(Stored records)
....

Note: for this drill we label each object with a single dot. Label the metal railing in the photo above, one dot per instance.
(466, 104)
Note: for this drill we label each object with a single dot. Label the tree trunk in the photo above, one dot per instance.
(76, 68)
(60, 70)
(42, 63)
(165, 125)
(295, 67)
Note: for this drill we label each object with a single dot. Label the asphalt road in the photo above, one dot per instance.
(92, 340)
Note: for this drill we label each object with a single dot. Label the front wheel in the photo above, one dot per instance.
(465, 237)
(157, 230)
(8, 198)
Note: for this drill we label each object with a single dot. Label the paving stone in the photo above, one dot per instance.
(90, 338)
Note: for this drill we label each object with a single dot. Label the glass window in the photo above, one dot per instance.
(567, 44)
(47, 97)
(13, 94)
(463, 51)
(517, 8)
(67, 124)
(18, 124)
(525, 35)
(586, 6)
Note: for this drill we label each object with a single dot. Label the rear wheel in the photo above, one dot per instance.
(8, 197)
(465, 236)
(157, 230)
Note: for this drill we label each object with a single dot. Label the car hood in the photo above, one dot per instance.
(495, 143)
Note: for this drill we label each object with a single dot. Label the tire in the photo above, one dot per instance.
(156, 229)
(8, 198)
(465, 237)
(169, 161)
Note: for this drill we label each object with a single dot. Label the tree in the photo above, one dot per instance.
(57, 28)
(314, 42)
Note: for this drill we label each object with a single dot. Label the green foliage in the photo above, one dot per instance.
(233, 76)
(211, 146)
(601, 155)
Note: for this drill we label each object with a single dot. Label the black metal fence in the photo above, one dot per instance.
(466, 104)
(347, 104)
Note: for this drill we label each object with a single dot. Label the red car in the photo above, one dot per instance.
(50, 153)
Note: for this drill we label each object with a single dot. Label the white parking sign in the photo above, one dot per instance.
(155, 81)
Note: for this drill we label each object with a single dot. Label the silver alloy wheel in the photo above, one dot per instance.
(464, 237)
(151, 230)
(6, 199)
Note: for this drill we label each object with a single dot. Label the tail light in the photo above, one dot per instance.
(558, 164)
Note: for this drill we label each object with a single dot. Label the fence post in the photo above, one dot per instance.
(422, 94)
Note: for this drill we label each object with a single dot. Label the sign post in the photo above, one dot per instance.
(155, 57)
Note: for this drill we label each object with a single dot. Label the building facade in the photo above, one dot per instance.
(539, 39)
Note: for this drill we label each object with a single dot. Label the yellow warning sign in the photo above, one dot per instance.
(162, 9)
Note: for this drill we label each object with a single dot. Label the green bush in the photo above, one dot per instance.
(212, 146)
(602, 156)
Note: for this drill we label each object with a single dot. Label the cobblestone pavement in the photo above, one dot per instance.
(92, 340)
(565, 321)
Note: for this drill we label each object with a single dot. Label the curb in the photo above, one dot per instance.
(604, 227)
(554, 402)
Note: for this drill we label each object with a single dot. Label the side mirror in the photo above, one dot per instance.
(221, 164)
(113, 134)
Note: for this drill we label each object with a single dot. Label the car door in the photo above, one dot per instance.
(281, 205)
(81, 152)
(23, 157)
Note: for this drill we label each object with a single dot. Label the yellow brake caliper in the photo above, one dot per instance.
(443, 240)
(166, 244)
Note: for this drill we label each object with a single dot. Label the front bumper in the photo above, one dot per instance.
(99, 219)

....

Each line of the data above needs to be returned exactly.

WRITTEN RESPONSE ->
Note: for this drill we label each object with a single dot. Label the metal railing in the photo above, one dot per instance.
(466, 104)
Note: for this drill we label each object with a single dot. Label the tree trunk in the photo above, one dot per instance.
(76, 68)
(60, 70)
(42, 63)
(165, 125)
(295, 67)
Note: for this drill we label each object with a single dot. Label the asphalt road in the photo above, one dot per instance.
(92, 340)
Note: for this drill we label each object with a single dot. Label the front wheel in the photo above, one dot per instance.
(465, 237)
(157, 230)
(8, 198)
Note: for this drill we label each object with a single dot. Label the paving stone in the photo above, one dot per instance.
(90, 338)
Note: for this drill we label each object with a single dot. Label the glass window in the photo above, one dot per instance.
(567, 44)
(47, 97)
(13, 94)
(463, 51)
(517, 8)
(67, 124)
(18, 124)
(525, 35)
(586, 6)
Note: for this drill we label each object with a single dot. Label the rear wheel in the photo above, one dot per instance.
(8, 197)
(465, 236)
(157, 230)
Note: for this drill we label each object with a single dot. Label the car hood in the photo above, one dot per instance.
(495, 143)
Note: for this drill we label each object with a single dot. Label the tire in the photo above, one dot per instance.
(156, 229)
(8, 198)
(465, 237)
(169, 161)
Note: for this drill we label each object with a single dot. Label the tree in the photo above, one dot per instance.
(57, 28)
(314, 42)
Note: for this drill we label each object with a single dot. Label the green foliage in the photo above, one dot per instance.
(233, 76)
(211, 146)
(601, 155)
Note: for this drill we label each object with a single dot. Label the black metal fence in the photo above, one dot per instance.
(466, 104)
(347, 104)
Note: for this drill we label each object with a single dot. Label the red car in the photo above, one dot per instance.
(50, 153)
Note: for this drill we label each object with a single dot. Label the white parking sign in the photo above, one dot per instance.
(155, 81)
Note: for this drill we label each object with a single dot. Label the silver alloy wheel in the photo above, one dot per instance.
(464, 237)
(151, 230)
(6, 199)
Note: for this drill we label each object with a single dot. Label the tail light in the photo above, one dot per instance.
(558, 164)
Note: for this drill we label each object with a single dot. Label the fence post in the photo above, one dot per instance.
(422, 94)
Note: for this drill we label each object with a single dot. Label the sign post in the photo above, one dot per instance.
(155, 57)
Note: for this drill we label each object with a single dot. Label the building facade in the photo above, one dot per instance.
(539, 39)
Note: for this drill we label each object with a single dot. Label the yellow warning sign in the photo above, one dot per instance.
(162, 9)
Note: for this drill we label each object with a single dot. Label the green bush in the photo above, one dot per instance.
(212, 146)
(602, 156)
Note: for this drill we label each object with a single dot. Label the cobblestone pavement in the photo above, one dot per instance.
(92, 340)
(565, 321)
Note: for this drill we label each object with a single dot. Label the curb in the photo above, one dot per instance.
(604, 227)
(554, 402)
Note: for this drill we label each object with a single dot. Label the side mirror in the photo above, one dot per instance.
(221, 164)
(113, 134)
Note: for this drill we label each object with a single dot. Label the car door in the photo above, one dot per instance.
(281, 205)
(81, 152)
(23, 157)
Note: for this drill we label each object with a single dot. Label the yellow brake caliper in the photo above, one dot per instance.
(443, 240)
(166, 244)
Note: for this drill we label each object with a single dot. Label the front bumper in the photo above, one dot per instance.
(99, 219)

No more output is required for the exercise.